Provided text »
▼
Here is Leo Rising: the sign of the king on the Ascendant.

“It’s hard to be humble, when you’re as great as I am.”

He was also playful, cheeky, brash and boastful and sometimes cruel as a child. Again Leo Rising.

“It’s not bragging if you can back it up.”

So the golden Sun rules the chart from the sign of Capricorn — cardinal earth — often a physically strong placement. Capricorn Sun can take a beating. And Ali’s Sun is pivotal in a wonderful earth Grand Trine that dominates his chart, connecting glamorous, smooth Neptune in Virgo (poetry), Uranus (surprise attack) in Taurus and that Sun.  That Neptune combined with Leo Rising gave Ali his shine. He was never just a boxer, he was always a superstar.

When he was still Cassius Clay with the Beatles in 1964.

When he was still Cassius Clay with the Beatles in 1964.

Muhammad Ali made his name as “the Greatest” heavy-weight boxer in the world. But here’s something he said about boxing.
▲
Data »
▼
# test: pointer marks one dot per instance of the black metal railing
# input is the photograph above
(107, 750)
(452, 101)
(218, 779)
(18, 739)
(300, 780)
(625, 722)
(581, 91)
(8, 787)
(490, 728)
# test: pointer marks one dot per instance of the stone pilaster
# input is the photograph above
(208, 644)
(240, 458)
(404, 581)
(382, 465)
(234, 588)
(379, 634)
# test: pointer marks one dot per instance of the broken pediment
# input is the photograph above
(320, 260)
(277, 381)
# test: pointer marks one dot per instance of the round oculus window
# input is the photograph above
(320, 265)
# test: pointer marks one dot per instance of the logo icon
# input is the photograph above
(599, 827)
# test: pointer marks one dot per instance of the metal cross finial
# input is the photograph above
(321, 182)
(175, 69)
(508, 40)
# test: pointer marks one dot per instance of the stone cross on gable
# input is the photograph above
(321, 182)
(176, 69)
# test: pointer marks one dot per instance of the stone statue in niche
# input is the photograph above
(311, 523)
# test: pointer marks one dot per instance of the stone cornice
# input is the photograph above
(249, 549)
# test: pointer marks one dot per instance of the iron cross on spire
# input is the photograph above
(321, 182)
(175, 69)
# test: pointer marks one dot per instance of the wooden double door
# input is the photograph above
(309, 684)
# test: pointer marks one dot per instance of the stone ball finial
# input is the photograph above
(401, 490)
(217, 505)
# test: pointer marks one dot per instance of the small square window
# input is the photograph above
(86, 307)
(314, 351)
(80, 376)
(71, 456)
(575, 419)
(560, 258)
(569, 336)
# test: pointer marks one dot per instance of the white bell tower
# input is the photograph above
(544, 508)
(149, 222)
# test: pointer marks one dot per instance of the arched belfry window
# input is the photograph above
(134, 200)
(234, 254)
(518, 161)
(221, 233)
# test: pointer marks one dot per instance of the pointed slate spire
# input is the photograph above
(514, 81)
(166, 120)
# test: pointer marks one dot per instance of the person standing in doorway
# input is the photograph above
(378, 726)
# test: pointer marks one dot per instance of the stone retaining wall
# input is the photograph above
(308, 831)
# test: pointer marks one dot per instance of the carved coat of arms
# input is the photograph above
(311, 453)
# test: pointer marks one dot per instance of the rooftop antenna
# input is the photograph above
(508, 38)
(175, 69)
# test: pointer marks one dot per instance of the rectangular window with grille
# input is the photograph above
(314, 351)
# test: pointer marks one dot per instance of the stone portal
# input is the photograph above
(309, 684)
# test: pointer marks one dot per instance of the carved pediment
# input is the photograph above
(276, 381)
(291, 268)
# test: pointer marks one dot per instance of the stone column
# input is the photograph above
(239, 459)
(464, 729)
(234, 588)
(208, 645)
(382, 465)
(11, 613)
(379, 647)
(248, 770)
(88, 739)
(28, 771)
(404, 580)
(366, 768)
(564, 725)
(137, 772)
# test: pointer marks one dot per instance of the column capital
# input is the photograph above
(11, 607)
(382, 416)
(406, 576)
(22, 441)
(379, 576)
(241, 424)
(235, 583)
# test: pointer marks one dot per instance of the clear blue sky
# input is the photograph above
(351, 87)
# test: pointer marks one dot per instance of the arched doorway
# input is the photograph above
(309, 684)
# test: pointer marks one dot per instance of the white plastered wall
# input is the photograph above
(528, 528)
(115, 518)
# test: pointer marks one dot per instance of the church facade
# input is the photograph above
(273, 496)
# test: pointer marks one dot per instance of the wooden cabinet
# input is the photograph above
▲
Write the next part of the piece on Muhammad Ali's astrology chart, picking up right after its last sentence.

Task output »
“They don’t look at fighters to have brains. They don’t look at fighters to be businessmen, or human, or intelligent. Fighters are just brutes that come to entertain the rich white people. Beat up on each other and break each other’s noses, and bleed, and show off like two little monkeys for the crowd, killing each other for the crowd. And half the crowd is white. We’re just like two slaves in that ring. The masters get two of us big old black slaves and let us fight it out while they bet: ‘My slave can whup your slave.’ That’s what I see when I see two black people fighting.” — Muhammad Ali in 1970, at the height of his boxing career

The irony is that Muhammad Ali’s mind was his biggest asset. He could outthink and outtalk his opponents. “Float like a butterfly, sting like a bee.” Like many heroes  — Odysseus, Perseus — he was part trickster; he had both a silver-tongue and  a cunning that flowed as smooth as honey from a silver spoon.  The Mercury-Moon conjunction is often exceptionally intelligent — and in airy Aquarius (a brainy sign) even more so — and there’s the Venus to add sweetness of delivery. When the Moon and Mercury work together like this, instinct and intelligence are as one. Add a perfect trine from expansive Jupiter in Gemini, and you get Ali’s torrent of brilliant words. His verbal prowess overwhelmed his opponents before, during and after each match. And during the years he was banned from boxing he made speeches around the United States against the Vietnam War and in favour of civil rights.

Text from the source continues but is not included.